EXERCÍCIO PROPOSTO 1:
No texto sobre o Planetário da UFRGS, por onde correm as projeções do céu na sala, segundo a explicação do Marcelo?
EXERCÍCIO PROPOSTO 2:
Retome o texto sobre a visita ao Planetário da UFRGS e siga escrevendo a partir da última frase.

Quando se fala em Planetário, alguém pensa em um local acessível para deficientes visuais? O jornalista Marcelo Cavalcanti da Silveira, meu colega no curso de Acessibilidade no Ensino Superior da UFRGS, está contribuindo para a quebra desse paradigma. Ele trabalha no Planetário da UFRGS e, com criatividade, vontade e determinação tenta tornar o local acessível e atraente a cegos e pessoas com baixa visão.

Minha experiência, quando criança, em uma visita com a escola ao Planetário da UFRGS, foi traumática. Todos os alunos sentam numa sala redonda escura para assistir à sessão. Eu não sabia sequer para onde deveria olhar, o que deveria fazer, se havia uma “televisão” em algum ponto ou se as imagens seriam passadas por toda a parte, se eu devia olhar para cima, para baixo, para os lados…

Apenas escutava o áudio da sessão, incomodada e desconfortável, esperando que aquilo terminasse o quanto antes. Não havia ninguém para me explicar e me situar sobre o que estava acontecendo.

Fiquei com a ideia de que esse negócio de céu, planetas, estrelas, constelação “não era para mim”. Mas será mesmo? Hoje, após cerca de 15 anos, vejo que esse ambiente pode vir a ter improtância significativa na minha vida.

Em visita essa semana ao Planetário da UFRGS fiquei impressionada positivamente com a receptividade e, como diria o Felipe Mianes, com o “acolhimento” que senti. Posso dizer que, agora, de fato, entendi e percebi melhor o Planetário.

Entrei, com péssimas lembranças na memória, na mesma sala de projeções que havia estado com a escola. Dessa vez, porém, o Marcelo me explicou que as projeções do céu correm por toda a sala, pelo teto e pelas paredes. Tentei vê-las, mas como é uma sala muito escura e os pontinhos de estrelas, muito pequenos, não foi possível.

ITENS EXTRAÍDOS:
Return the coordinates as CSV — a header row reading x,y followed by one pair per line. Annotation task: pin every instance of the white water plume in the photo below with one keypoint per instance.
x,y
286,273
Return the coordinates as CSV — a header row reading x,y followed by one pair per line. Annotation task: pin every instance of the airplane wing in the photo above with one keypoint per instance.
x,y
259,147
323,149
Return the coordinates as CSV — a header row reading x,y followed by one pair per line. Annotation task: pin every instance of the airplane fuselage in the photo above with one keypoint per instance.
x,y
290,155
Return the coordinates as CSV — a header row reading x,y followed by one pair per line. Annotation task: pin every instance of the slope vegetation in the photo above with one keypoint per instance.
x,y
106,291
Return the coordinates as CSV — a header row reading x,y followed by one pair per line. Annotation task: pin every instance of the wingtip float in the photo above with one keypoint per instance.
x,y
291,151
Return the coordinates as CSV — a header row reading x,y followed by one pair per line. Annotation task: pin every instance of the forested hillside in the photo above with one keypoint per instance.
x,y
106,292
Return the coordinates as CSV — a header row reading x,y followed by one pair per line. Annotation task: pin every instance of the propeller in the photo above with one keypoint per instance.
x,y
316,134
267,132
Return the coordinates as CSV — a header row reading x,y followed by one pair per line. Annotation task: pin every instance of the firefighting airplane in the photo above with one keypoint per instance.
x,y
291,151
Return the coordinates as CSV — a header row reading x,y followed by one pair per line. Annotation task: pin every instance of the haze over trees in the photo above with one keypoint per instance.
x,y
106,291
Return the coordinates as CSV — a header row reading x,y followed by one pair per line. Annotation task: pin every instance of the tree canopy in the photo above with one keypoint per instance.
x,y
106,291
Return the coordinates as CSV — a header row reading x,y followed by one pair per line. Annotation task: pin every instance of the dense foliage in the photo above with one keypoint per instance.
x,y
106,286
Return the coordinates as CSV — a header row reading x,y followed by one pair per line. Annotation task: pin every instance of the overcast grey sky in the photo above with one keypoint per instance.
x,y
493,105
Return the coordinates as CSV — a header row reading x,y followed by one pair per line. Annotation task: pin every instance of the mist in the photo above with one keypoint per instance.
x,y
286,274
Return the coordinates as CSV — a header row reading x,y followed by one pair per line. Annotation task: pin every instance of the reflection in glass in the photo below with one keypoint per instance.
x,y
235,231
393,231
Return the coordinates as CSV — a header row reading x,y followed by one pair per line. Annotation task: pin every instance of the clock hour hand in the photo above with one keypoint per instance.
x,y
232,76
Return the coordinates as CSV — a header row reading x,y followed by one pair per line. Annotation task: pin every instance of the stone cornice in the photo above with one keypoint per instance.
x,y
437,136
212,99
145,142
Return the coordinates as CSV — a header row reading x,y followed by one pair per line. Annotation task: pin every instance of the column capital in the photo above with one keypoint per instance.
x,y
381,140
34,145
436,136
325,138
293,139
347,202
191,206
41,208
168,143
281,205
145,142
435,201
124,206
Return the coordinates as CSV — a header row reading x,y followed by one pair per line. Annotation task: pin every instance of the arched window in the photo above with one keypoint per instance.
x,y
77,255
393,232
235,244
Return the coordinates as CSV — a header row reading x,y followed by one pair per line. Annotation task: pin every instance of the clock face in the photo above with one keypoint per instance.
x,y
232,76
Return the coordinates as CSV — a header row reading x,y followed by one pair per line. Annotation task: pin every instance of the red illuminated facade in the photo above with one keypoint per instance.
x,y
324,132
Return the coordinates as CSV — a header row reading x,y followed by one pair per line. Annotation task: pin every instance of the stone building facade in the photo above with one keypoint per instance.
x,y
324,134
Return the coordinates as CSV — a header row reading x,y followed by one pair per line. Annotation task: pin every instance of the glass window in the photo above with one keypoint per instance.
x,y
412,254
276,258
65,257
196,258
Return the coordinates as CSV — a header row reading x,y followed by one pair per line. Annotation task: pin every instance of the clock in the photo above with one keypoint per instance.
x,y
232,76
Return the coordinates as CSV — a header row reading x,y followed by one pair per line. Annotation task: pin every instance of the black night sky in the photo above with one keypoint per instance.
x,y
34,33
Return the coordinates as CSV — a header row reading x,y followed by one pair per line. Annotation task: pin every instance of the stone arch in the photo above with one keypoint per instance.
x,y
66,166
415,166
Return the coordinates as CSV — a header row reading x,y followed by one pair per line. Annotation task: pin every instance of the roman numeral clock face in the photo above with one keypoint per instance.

RESPOSTA ESCRITA 1:
Por toda a sala, pelo teto e pelas paredes.

RESPOSTA ESCRITA 2:
Ele foi quem, pela primeira vez, me situou naquele ambiente até então misterioso e estranho. Mostrou-me o aparelho que fica no meio da sala, girando, fazendo barulho e emitindo luzes coloridas. Levou-me até a mesa onde o controlador da sessão dá os comandos. Indicou-me os pontos cardeais dentro da sala redonda e escura, batendo palmas no norte, sul, leste e oeste. Atitudes talvez pequenas para ele, mas imensa para mim.

Talvez você esteja se perguntando, afinal, o que eu de fato vi na sessão do Planetário? Escutei ao áudio de 37 minutos da sessão “O Caminho das Estrelas”, cuja audiodescrição está em fase de finalização pelo Marcelo e a equipe do Planetário.

Está sendo produzido ainda o desenho em relevo das constelações citadas na projetação. Assim, imagens que podem ser visualizadas por muitas pessoas em “O Caminho das Estrelas”, podem ser também tocadas e vistas de outra forma por quem não enxerga o mundo da forma convencional. Um verdadeiro exemplo de respeito e compreensão das diferenças.

Além disso, no hall de entrada do prédio, havia duas exposições. Uma com maquetes táteis das fases da lua. Outra com peças de cerâmica, produzidas pelos alunos do curso do Instituto de Artes da UFRGS. Nem todas as peças podiam ser tocadas, pois algumas estavam dentro de um vidro. Havia legendas em braille, mas nem todas tinham fontes ampliadas para baixa visão.

Essa visita ao Planetário, ainda que eu aponte pontos que precisam ser aprimorados, foi uma experiência emblemática. Na comparação do que percebi há 15 anos, me senti em um local diferente. Não que a instituição atualmente disponha de muitos recursos financeiros e tecnológicos ou que a estrutura física do prédio tenha mudado.

O que temos de diferente hoje é um maior empenho, comprometimento e sensibilidade do homem com seus semelhantes. Uma prova concreta de que é possível fazer muito, mesmo com poucos recursos financeiros e sem as condições ideais que seriam desejáveis.

A comparação entre minha visita de agora e a de 15 anos atrás me mostrou como é possível, com poucos recursos (mas muita vontade e disposição), tornar o local – e todo o Planeta Terra quem sabe – acessível.  Uma mudança de consciência e postura das pessoas ocorre devagar. Mas é bom perceber que, de alguma forma, isso está acontecendo.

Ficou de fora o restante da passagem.